Reproduce the following data verbatim, line by line.

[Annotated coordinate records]
◇ ◇ ◇ ◇ ◇

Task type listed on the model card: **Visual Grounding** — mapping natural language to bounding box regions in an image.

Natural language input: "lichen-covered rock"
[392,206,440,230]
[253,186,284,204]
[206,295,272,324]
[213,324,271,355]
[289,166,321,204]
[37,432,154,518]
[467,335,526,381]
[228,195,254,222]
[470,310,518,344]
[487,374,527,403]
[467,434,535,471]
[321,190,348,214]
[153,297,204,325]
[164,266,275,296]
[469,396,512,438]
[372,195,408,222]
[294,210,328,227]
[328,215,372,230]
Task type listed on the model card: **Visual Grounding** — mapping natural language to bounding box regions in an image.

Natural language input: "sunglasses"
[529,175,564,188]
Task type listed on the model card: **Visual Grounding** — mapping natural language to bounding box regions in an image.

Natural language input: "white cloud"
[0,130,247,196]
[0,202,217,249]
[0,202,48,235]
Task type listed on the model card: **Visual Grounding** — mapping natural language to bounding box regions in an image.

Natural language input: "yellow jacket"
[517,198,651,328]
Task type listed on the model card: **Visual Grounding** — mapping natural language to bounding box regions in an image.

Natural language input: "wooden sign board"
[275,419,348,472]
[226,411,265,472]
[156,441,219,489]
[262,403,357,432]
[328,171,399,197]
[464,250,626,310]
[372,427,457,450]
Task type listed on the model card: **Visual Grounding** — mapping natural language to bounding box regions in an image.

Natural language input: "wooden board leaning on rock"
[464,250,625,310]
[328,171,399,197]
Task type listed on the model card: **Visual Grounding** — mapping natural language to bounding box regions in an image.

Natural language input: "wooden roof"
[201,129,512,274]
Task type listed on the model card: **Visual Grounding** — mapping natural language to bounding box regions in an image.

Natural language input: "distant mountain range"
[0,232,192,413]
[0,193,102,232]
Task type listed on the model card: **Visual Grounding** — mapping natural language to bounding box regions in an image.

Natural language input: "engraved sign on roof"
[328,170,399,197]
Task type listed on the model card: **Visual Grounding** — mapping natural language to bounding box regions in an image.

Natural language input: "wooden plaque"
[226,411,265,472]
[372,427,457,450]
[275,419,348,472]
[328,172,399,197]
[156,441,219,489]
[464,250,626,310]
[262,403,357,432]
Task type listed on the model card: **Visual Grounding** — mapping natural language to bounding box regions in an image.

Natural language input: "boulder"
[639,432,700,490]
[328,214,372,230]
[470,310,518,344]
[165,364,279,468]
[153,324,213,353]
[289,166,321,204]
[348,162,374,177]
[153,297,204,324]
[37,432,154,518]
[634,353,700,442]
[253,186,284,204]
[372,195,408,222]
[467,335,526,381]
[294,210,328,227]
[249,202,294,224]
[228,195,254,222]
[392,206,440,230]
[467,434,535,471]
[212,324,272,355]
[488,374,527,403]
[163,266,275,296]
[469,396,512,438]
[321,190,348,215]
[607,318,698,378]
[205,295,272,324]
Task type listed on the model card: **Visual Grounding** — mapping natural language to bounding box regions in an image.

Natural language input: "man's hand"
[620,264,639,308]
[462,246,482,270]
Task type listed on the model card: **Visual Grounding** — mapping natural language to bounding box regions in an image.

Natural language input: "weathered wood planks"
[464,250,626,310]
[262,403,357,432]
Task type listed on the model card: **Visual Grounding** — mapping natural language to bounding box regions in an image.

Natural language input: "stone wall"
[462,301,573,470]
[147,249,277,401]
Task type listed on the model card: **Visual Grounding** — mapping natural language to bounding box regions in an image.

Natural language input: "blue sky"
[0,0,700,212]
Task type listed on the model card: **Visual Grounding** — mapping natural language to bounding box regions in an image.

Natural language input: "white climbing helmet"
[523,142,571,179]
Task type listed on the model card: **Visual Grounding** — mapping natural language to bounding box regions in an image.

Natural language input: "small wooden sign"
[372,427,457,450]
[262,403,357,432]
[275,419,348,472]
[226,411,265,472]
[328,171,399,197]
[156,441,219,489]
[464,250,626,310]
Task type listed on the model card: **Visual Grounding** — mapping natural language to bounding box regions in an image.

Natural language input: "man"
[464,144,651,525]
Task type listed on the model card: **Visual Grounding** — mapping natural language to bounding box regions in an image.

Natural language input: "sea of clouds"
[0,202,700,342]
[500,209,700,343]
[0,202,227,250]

◇ ◇ ◇ ◇ ◇

**EXERCISE SOLUTION:**
Task type listed on the model card: **Visual Grounding** — mapping natural language to bounding box regions in an image.

Natural language input: "lichen-covered rock"
[392,206,440,230]
[253,186,284,204]
[206,295,272,324]
[213,324,271,355]
[289,166,321,204]
[37,432,154,518]
[467,335,526,381]
[228,195,254,222]
[470,310,518,344]
[487,374,527,403]
[467,434,535,471]
[321,190,348,214]
[153,297,204,325]
[164,266,275,296]
[469,396,512,438]
[372,195,408,222]
[294,210,328,227]
[328,215,372,230]
Task type listed on the model card: **Visual Grounding** — mapping natural language to bounding box regions in an image.

Natural language input: "sunglasses"
[529,175,564,188]
Task type listed on the model card: **Visual Grounding** — mapping natural language to bounding box regions in an image.

Natural language input: "white cloud"
[0,130,247,196]
[0,202,217,249]
[0,202,48,235]
Task type listed on the model card: **Visual Grounding** — mapping natural language to bounding box regions in an image.

Natural language input: "yellow jacket"
[517,198,651,328]
Task type listed on the model card: **Visual Grounding** — mapping natural language to bounding box regions in an image.

Natural language input: "wooden sign board"
[275,419,348,472]
[226,411,265,472]
[156,441,219,489]
[262,403,357,432]
[328,171,399,197]
[464,250,626,310]
[372,427,457,450]
Task type listed on the model card: **Visual Grounding** — mapping natural language to bounding box regions in an image.

Natural language input: "wooden board leaning on rock"
[464,250,625,310]
[328,171,399,197]
Task type listed on the model card: **Visual Grounding** — mapping natural language to bounding box regions in an image.

Natural language input: "wooden roof"
[201,129,512,274]
Task type listed on the model card: **Visual Grounding** — mapping natural language to bounding box regions in an image.

Natural language input: "distant mountain range"
[0,232,192,413]
[0,193,102,232]
Task type listed on the model card: **Visual Grounding** — mapping natural language to bounding box regions in an image.

Natural language input: "engraved sign on roof"
[328,170,399,197]
Task type listed on the model card: **Visual Grounding** — mapping natural language to bounding box regions in an image.

Natural language input: "wooden plaque"
[226,411,265,472]
[372,427,457,450]
[275,419,348,472]
[328,172,399,197]
[156,441,219,489]
[464,250,626,310]
[262,403,357,432]
Task type listed on the model card: **Visual Grounding** — mapping natural language to bounding box regions in an image.

Natural language input: "boulder"
[639,432,700,490]
[328,214,372,230]
[470,310,518,344]
[165,364,279,468]
[153,324,213,353]
[289,166,321,204]
[348,162,374,177]
[153,297,204,324]
[37,432,154,518]
[634,353,700,442]
[253,186,284,204]
[372,195,408,222]
[467,335,526,381]
[294,210,328,227]
[249,202,294,224]
[228,195,254,222]
[392,206,440,230]
[467,434,535,471]
[212,324,272,355]
[488,374,527,403]
[163,266,275,296]
[469,396,512,438]
[321,190,348,215]
[607,318,698,378]
[205,295,272,324]
Task type listed on the model card: **Visual Grounding** — mapping natural language to bounding box regions in an image.

Natural language input: "man's hand"
[620,264,639,308]
[462,246,482,270]
Task type listed on the model card: **Visual Grounding** — mapping natural language to bounding box regions in an image.

Natural language input: "weathered wood planks"
[464,250,626,310]
[262,403,357,432]
Task type listed on the model card: **Visual Grounding** — mapping natural language to bounding box regions in an image.

Natural language input: "stone wall"
[462,301,573,470]
[147,249,277,401]
Task type listed on the model card: **Visual Grounding** — mapping natural language to bounding box regions in an image.

Natural language input: "blue sky"
[0,0,700,212]
Task type listed on the model card: **Visual Grounding** — mapping natural language to bounding box regions in an image.

Natural language input: "white climbing helmet"
[523,142,571,179]
Task type listed on the model card: **Visual Grounding** — mapping natural language to bounding box regions in an image.

Natural language input: "small wooden sign"
[372,427,457,450]
[262,403,357,432]
[275,419,348,472]
[226,411,265,472]
[328,171,399,197]
[156,441,219,489]
[464,250,626,310]
Task type listed on the model card: **Visual Grounding** — mapping natural language to bounding box regions in an image.

Natural language input: "man"
[464,144,651,525]
Task type listed on the model card: **Visual Grounding** — mapping natural language to bounding box regions in an image.

Natural language input: "sea of clouds"
[0,202,700,342]
[500,209,700,343]
[0,202,227,250]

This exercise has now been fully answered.